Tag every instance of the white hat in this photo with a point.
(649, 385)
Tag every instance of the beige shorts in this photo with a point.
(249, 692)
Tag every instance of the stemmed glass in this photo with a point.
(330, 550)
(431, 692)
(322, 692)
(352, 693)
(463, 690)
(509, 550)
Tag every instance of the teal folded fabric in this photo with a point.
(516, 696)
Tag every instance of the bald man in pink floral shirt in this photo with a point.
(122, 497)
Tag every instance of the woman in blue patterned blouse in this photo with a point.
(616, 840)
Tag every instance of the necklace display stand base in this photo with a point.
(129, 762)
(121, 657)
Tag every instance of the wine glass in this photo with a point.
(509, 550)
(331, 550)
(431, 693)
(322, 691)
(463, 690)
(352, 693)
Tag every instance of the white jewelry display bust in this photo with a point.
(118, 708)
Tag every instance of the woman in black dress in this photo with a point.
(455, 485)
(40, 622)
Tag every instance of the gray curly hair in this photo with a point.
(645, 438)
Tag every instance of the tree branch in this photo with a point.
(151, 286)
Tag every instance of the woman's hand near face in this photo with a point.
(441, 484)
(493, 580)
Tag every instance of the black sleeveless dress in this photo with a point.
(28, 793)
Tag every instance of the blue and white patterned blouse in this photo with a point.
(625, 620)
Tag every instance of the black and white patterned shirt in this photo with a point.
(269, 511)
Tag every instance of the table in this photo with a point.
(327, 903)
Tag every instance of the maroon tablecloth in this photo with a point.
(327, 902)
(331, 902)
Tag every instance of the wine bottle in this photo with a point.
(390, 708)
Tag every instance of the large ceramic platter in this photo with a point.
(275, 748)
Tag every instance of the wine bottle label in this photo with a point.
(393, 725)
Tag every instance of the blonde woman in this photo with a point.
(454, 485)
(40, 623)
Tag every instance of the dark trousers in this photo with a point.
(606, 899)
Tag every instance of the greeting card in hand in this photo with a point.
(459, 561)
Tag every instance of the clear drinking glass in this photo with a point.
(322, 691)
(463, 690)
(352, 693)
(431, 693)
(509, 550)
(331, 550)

----------------

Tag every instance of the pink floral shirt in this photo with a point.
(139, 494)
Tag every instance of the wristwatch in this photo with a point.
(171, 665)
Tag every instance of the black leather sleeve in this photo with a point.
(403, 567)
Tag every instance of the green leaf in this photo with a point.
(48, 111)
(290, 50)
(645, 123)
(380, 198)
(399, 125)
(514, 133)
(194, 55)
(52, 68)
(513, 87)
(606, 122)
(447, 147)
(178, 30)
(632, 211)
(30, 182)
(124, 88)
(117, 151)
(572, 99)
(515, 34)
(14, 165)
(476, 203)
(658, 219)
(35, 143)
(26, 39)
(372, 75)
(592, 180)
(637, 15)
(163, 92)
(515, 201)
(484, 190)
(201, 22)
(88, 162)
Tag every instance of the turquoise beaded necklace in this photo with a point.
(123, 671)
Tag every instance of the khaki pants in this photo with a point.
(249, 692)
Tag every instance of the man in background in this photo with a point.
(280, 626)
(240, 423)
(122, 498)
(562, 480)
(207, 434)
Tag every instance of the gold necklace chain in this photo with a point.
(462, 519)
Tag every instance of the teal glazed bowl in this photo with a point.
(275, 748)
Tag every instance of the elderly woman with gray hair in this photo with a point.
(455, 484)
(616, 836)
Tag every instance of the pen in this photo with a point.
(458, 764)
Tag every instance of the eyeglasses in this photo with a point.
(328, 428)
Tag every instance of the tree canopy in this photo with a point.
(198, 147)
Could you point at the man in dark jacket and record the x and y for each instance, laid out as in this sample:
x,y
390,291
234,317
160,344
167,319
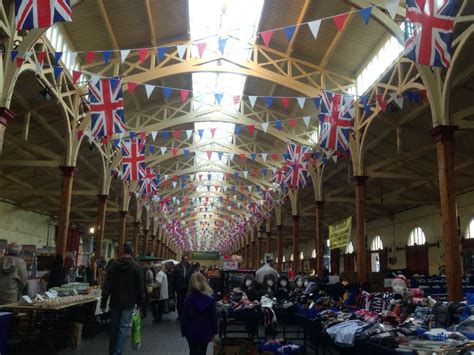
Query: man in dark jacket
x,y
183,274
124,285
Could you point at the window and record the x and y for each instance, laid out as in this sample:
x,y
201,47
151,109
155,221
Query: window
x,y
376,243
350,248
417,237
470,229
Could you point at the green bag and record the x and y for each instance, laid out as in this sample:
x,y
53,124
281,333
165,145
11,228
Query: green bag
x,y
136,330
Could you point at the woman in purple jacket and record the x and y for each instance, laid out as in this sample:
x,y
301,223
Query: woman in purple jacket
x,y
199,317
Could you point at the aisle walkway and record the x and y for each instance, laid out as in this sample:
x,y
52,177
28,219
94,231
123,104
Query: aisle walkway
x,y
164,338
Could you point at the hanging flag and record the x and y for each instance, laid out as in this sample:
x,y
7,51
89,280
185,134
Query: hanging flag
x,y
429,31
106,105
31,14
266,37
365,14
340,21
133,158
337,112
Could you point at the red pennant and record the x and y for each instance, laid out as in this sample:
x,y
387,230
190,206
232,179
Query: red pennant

----------------

Reproduce every line from the entries that holds the word "laid".

**Output of the exercise:**
Could you point at the man in dark jacket and record the x and y for each instance, laid out as in this sample:
Could you point at the window and record the x and y for each instance, laid out as in this sample:
Could you point at the green bag and record the x and y for each instance, laid out as in this sample:
Could you point at the woman in purple jacket and record the x and y for each instance, laid out as in this sample:
Could you point at the aisle walkway and record the x and y for each instance, laid out as in this sample:
Could you point at the hanging flag and record the x and y for each instance, laid out as in this sample:
Could you point at the red pennant and record the x and y for each instance, laid out as in this sample:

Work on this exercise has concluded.